Argent goes to tackle his favorite hills after riding 200 miles? You ride 200 on a fixie?...maybe I wont be tagging along with you guys up Hurry Ridge next month after all. :frown5:


----------



## JP (Feb 8, 2005)

borregokid said:


> Anyone else thinking of Ramrod.?


I didn't get in, but I'm thinking about the bandit thing. I know it's cheezy, but I really want to ride it because the jersey this year is drop dead nice. On the other hand, Tour De Blast really beat me up this year, so I got a bit chicken. 

I'd better figure this out soon.


----------



## 2ride (Apr 2, 2002)

*STP thoughts...*

First of all, this was my first STP after threatening to do it numerous times. Wasn't planning to ride until Friday morning... got a ticket on Craigslist. Did the one day version... physically challenging for sure but not as hard as RAMROD. I'm glad I did it but I probably wouldn't again. Other than being with 9,000 other like-minded folks, the ride wasn't a memorable experience.

The scenery was ok but like most of western WA, the beautiful countryside is littered with too many mobile homes with a broken down car(s), a rusted out washing machine, and a brand-spanking new satellite dish in the front yard. And what's with the pickup trucks with no back window? Must have been passed by two dozen all with a kid yelling some ignorant, red neck heckle. Sorry for the rant but after living in Portland and riding in the surrounding farmlands/vineyards for many years I have high expectations. Miss Portland a lot!

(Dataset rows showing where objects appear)
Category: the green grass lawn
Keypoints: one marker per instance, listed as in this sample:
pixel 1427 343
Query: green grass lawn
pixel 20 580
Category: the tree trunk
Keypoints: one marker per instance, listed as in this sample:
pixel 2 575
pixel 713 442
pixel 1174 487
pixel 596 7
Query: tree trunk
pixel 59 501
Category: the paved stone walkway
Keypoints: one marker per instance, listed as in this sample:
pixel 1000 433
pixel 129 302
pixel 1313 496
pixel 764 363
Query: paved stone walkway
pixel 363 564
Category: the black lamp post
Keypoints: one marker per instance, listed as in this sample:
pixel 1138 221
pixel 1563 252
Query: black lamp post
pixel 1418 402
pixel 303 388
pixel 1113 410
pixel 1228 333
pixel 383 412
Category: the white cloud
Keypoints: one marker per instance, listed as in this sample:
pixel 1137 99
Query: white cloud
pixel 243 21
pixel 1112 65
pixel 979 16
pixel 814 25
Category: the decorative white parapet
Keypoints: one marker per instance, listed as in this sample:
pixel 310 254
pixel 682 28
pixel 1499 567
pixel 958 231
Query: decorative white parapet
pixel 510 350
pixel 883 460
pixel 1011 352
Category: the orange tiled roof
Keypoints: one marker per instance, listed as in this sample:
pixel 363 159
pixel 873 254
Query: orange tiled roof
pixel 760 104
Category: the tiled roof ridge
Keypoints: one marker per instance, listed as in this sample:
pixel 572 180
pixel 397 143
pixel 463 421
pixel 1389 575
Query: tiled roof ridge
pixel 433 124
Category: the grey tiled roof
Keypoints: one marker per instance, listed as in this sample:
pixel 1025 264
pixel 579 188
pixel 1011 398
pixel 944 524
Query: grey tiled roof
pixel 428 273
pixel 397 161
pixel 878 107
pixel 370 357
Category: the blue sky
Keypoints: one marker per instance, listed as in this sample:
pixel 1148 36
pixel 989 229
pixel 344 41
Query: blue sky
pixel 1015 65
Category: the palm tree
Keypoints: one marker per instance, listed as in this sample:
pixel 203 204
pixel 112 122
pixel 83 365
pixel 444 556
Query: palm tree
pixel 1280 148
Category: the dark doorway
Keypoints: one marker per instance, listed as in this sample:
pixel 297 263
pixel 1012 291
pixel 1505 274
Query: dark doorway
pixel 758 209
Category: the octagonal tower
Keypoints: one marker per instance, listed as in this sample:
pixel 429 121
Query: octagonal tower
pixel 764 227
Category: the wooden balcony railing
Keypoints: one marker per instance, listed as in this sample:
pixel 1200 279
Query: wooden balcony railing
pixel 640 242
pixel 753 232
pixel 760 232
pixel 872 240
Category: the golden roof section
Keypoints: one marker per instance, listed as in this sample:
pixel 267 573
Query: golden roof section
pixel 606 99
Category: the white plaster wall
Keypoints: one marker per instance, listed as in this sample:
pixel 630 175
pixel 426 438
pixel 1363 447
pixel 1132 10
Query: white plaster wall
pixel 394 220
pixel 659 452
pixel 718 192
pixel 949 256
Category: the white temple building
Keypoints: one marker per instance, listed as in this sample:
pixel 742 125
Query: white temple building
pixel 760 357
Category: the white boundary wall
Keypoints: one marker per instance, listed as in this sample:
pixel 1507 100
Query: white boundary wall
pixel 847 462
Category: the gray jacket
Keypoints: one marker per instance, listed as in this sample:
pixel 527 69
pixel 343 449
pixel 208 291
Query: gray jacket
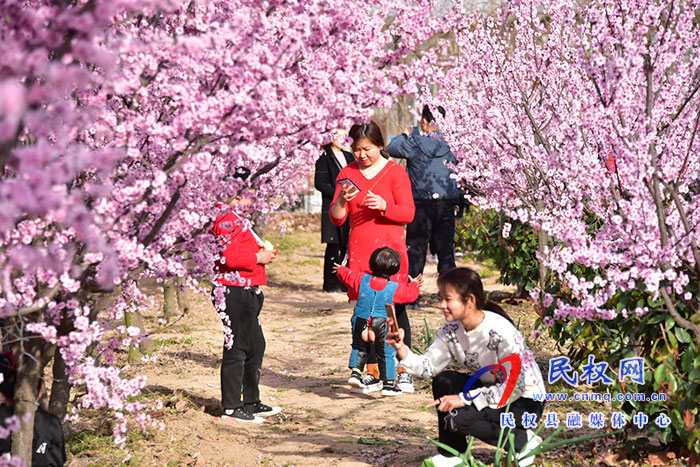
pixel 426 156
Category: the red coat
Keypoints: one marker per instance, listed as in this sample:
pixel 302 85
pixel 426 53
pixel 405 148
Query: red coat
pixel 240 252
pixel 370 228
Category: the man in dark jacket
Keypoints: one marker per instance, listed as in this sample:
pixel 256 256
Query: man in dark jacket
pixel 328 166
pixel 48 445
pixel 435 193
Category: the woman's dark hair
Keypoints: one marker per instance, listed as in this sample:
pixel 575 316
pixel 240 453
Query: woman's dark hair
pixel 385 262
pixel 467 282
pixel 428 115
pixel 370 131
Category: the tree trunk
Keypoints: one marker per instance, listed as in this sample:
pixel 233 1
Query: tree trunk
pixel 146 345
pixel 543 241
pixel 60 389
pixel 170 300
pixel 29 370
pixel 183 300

→ Instruction 1
Translate this sentence from the cycling forum thread into Spanish: "I'm glad I did it but I probably wouldn't again."
→ Instruction 2
Print the portion of the cycling forum thread that opens with the words "## JP (Feb 8, 2005)" and closes with "a bit chicken.".

→ Task result 1
Me alegro de haberlo hecho, pero probablemente no lo volvería a hacer.

→ Task result 2
## JP (Feb 8, 2005)

borregokid said:


> Anyone else thinking of Ramrod.?


I didn't get in, but I'm thinking about the bandit thing. I know it's cheezy, but I really want to ride it because the jersey this year is drop dead nice. On the other hand, Tour De Blast really beat me up this year, so I got a bit chicken.